╭─ Text provided

Survey sampling necessitates addressing uncertainty and imprecision. Neutrosophic statistics, championed by25 in ’Neutrosophy: Neutrosophic Probability, Set, and Logic: Analytic Synthesis & Synthetic Analysis,’ extend classical statistics for indeterminate data. Aslam’s contributions include ’A New Sampling Plan using Neutrosophic Process Loss Consideration’26 and ’Neutrosophic Analysis of Variance: Application to University Students’27, among others, illustrating its application in handling vague and imprecise observations in populations or samples.

Motivated by the aforementioned discussions, the present work proposes a wide class of estimators of population variance in two-phase sampling for the stratified population in the presence of random non-response and measurement errors in sample data. The stratum weights have been optimized using calibration procedures, which enables us to get more accurate estimates of the population variance. The performances of the suggested class of estimators have been deeply examined through empirical and simulation studies.

Sample structure

Consider a finite population of size N divided into L non-overlapping strata, each containing \(N_k\)(k=1,2,..., L) units. Let Y, X, and Z be the study variable, first and second auxiliary variables, respectively. Let \(y_{ki}\), \(x_{ki}\), and \(z_{ki}\) be the ith values of y, x, and z for the k-th (k = 1, 2,..., L) stratum. To estimate the population variance of the study variable Y, It is assumed that the information on the second auxiliary Z is readily available for all the population units. Hence its population variance is known. However, information on the first auxiliary variable is not available for all the units of the population. It is also assumed that the random non-response is observed in the sample data on the study and first auxiliary variables Y and X, respectively. In the first phase, a sample, say \(S_{{n}_k}\) of size \(n_k\) (k=1,2..., L), is drawn from kth strata using simple random sampling without replacement and observed for the variables y and x. Let in the first phase sample of size \(n_k\), \(n_{k-r_{1k}}\) respond and random non-response observed on the \(r_{1k}\) units. Again in the second phase, from the \(n_{k-r_{1k}}\) respondent units, another simple random sample without replacement, say \(S_{m_k}\), of size \(m_k\), is chosen from which \(m_{k-r_{2k}}\) units respond and \(r_{2k}\) units do not respond.

╰─
╭─ Given entries

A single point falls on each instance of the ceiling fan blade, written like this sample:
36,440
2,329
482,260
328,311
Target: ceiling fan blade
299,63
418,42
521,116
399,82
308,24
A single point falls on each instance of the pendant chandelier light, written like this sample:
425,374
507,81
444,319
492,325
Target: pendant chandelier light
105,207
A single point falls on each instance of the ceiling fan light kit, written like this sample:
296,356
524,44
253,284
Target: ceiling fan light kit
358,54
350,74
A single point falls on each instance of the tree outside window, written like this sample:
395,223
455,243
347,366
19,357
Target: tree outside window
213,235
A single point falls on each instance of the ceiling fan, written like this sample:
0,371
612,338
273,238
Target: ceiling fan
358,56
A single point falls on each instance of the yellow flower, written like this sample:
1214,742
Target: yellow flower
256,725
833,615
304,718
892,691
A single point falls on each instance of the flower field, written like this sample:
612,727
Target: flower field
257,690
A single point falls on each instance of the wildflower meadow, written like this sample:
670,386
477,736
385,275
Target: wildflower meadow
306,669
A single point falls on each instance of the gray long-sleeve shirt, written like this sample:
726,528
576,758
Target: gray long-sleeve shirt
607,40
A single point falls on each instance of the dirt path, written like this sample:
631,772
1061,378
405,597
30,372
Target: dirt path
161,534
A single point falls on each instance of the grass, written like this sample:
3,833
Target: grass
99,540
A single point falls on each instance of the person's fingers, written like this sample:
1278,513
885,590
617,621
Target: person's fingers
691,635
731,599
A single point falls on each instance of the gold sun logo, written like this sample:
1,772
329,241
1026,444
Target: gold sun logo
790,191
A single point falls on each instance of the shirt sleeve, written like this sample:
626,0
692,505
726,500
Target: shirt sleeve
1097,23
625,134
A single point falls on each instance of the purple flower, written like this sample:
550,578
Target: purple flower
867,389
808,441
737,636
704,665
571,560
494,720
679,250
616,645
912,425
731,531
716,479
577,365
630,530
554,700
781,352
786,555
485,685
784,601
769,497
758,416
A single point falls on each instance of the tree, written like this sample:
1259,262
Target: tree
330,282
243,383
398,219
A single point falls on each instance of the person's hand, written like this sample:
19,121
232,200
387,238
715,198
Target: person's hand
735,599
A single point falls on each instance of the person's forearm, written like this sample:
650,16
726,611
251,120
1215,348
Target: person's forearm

╰─

Exercise instructions
Answer these questions from the text on survey sampling:
1. What procedures are used to optimize the stratum weights?
2. Information on which variable is assumed to be readily available for all population units?
3. By what method is the first-phase sample drawn from each stratum?
The records have no connection to the text on survey sampling.

Final result
1. Calibration procedures.
2. The second auxiliary variable, Z.
3. Simple random sampling without replacement.